Given task A: List each username that appears in a post heading in the forum thread, naming each one only once, in the order they first appear.
Given task B: Copy out word for word the passage of the forum thread between "1/. I'd put" and "get my drift)", inclusive.

I personally would've designed this differently.


Mid engine V8 twin trubo, two seater supercar that would look like this


----------



## johnhanton57 (May 2, 2009)

None of the above so cant vote. But soft paint comes high up.......it won't take a mossie at 200 mph


----------



## MidLifeCrisis (Apr 29, 2011)

Wish it looked like a Lambo and had a mental V-12 

I actually seriously looked for a Diablo, but gave up after not finding any suitable cars.

Please can I have a GT-R that sounds like this. I know it won't actually be very fast, and will cost millions to run, but I don't care :chuckle:


----------



## Wheels (Aug 15, 2009)

lower lighter seats for more headroom and a lighter chassis.


----------



## MiKy-HuT (Mar 7, 2012)

Wheels said:


> lower lighter seats for more headroom and a lighter chassis.


Yes, doesn't feel as low seating position as my old 350z.


----------



## MiKy-HuT (Mar 7, 2012)

Can't see anything past the rear view mirror also!


----------



## Nigel-Power (Dec 16, 2009)

I'd change the whole thing and go back to the drawing board and start again.

Hopefully only then it might attract some sesnible owners







:smokin:


----------



## Satan (Mar 8, 2012)

MiKy-HuT said:


> Can't see anything past the rear view mirror also!


For sure I'd change a few things

1/. I'd put a real battery in the engine compartment instead of the standard PP9 fitment so i didn't have to worry about using the electric windows too many times before the damn thing went flat. (OK read using the stereo while I'm washing it but you get my drift)
2/. When on a climbing (uphill) left hander can't see what the hell is coming because as you rightly say the mirror to too low!

3/. Has anyone blown the horn in anger? Sounds like a f**t in a gale! Really, you might need it some day when some blind old bag is looking to pull out on you just after you hit warp drive!
4/. I'd like to change the twitchy, nervous front end on anything but a good class A road. Seriously I can go faster on a deserted B road in my old oil burner Bora than in my pride and joy or is this some camber set up thing. 11000 miles by the way, so not knackered bushes yet or the like.

Seriously though, I love the car to bits but that twitch feeling really gets on my t*ts to the point where I always go the long way round and avoid the country lanes around where I live for the fear that a moments lack of concentration and my P&J is going to dive into the nearest ditch. 

If anyone has experience of this and sensible advise on a cure I really am interested as it does spoil the car somewhat for me. Anyone agree or am I just getting to old for this s**t as they say!


----------



## supercharged m3 (Dec 21, 2008)

MidLifeCrisis said:


> Wish it looked like a Lambo and had a mental V-12
> 
> I actually seriously looked for a Diablo, but gave up after not finding any suitable cars.

Given entries:

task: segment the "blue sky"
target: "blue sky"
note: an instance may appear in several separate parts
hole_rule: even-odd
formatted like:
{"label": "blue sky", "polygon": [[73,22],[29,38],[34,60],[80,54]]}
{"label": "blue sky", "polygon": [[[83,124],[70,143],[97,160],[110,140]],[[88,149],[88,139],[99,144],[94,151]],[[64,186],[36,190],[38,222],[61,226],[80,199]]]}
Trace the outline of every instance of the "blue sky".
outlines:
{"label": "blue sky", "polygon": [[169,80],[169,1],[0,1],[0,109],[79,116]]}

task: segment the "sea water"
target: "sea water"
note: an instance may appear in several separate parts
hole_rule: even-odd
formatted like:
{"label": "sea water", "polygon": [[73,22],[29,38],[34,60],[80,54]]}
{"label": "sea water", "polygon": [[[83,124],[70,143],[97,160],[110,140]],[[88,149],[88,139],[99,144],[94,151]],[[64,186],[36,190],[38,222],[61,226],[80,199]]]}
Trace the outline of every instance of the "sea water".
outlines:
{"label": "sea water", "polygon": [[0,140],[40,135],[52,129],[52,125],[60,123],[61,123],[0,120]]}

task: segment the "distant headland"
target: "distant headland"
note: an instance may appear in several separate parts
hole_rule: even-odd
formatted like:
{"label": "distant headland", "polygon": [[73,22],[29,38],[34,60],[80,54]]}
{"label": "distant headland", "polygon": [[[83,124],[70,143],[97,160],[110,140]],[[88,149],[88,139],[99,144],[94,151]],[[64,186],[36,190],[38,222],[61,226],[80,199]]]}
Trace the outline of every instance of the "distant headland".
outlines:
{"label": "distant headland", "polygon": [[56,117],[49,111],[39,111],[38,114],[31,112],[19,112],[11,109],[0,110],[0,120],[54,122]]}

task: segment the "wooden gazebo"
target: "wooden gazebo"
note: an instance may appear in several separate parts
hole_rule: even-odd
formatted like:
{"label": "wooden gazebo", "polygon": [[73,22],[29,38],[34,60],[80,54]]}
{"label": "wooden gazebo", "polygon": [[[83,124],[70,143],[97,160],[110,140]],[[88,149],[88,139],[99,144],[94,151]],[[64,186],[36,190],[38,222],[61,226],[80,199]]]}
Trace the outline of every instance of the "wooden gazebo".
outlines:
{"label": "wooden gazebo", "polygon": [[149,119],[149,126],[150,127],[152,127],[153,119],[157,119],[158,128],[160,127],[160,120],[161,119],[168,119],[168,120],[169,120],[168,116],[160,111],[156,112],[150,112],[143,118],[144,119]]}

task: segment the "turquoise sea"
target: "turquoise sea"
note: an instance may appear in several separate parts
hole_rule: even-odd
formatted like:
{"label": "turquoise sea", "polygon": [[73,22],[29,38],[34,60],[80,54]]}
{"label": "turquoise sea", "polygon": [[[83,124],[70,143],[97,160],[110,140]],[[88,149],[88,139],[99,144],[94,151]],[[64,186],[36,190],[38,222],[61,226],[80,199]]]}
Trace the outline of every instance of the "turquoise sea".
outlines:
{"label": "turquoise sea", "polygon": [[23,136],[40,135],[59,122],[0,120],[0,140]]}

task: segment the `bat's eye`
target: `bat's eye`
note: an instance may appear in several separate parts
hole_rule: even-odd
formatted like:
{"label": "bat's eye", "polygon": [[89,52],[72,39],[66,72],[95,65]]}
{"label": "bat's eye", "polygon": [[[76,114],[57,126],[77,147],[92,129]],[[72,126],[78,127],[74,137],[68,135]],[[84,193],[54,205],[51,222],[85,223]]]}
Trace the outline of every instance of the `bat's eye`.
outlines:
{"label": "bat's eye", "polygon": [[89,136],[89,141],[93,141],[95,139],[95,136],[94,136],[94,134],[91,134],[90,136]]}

Written reply A:
johnhanton57
MidLifeCrisis
Wheels
MiKy-HuT
Nigel-Power
Satan
supercharged m3

Written reply B:
1/. I'd put a real battery in the engine compartment instead of the standard PP9 fitment so i didn't have to worry about using the electric windows too many times before the damn thing went flat. (OK read using the stereo while I'm washing it but you get my drift)